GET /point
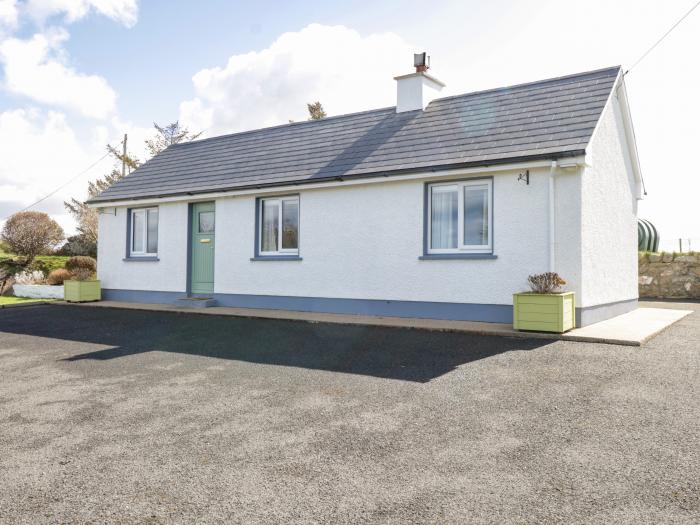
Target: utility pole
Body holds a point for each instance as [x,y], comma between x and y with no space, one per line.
[124,157]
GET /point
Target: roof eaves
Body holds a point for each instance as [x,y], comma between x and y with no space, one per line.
[388,174]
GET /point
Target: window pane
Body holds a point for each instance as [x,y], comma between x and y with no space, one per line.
[137,218]
[476,216]
[152,233]
[290,224]
[443,218]
[206,222]
[270,226]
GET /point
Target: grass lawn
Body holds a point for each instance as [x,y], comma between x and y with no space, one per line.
[4,301]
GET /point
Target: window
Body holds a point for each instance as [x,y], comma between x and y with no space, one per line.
[460,217]
[144,232]
[279,226]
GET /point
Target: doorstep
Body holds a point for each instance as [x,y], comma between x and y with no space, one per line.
[632,328]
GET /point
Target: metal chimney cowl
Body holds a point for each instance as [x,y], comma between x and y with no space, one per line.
[416,90]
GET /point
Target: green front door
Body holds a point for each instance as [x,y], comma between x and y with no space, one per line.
[202,263]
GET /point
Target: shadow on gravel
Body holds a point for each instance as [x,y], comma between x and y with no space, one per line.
[394,353]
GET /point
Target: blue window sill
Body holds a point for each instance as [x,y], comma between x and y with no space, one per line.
[448,256]
[276,258]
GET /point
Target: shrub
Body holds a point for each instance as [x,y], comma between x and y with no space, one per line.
[58,276]
[545,282]
[81,262]
[83,274]
[78,245]
[31,233]
[48,263]
[29,277]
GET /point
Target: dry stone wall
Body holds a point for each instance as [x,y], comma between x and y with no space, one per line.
[668,275]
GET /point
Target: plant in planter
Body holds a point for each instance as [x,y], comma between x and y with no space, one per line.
[82,286]
[546,308]
[33,285]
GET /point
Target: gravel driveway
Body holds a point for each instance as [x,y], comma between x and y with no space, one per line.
[122,416]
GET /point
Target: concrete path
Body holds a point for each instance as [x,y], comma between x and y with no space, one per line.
[633,328]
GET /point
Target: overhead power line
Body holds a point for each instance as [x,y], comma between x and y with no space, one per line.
[674,26]
[75,177]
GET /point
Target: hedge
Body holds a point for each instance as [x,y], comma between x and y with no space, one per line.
[44,263]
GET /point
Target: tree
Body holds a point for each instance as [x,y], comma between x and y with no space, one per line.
[31,233]
[168,135]
[316,111]
[85,216]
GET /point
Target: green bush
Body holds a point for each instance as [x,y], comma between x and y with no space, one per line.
[48,263]
[58,276]
[82,262]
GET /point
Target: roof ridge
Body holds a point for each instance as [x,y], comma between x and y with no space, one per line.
[533,83]
[377,110]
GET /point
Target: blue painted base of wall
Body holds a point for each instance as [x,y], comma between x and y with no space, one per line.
[493,313]
[490,313]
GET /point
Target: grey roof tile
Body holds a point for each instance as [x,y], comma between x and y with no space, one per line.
[547,119]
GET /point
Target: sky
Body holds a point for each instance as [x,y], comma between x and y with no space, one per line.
[76,75]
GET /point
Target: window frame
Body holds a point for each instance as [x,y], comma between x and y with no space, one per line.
[460,186]
[280,252]
[132,224]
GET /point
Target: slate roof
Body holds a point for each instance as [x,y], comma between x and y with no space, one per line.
[547,119]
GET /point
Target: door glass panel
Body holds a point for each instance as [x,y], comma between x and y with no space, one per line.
[290,225]
[443,218]
[137,219]
[476,216]
[152,233]
[206,222]
[270,226]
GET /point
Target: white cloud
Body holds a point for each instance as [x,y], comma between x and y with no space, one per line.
[36,68]
[8,14]
[40,152]
[122,11]
[344,70]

__________________________________________________

_What to do_
Please collect every line of the items above that contains the word "wall".

_Answer to the exercise_
Target: dry stone wall
Target: blue painted base of wall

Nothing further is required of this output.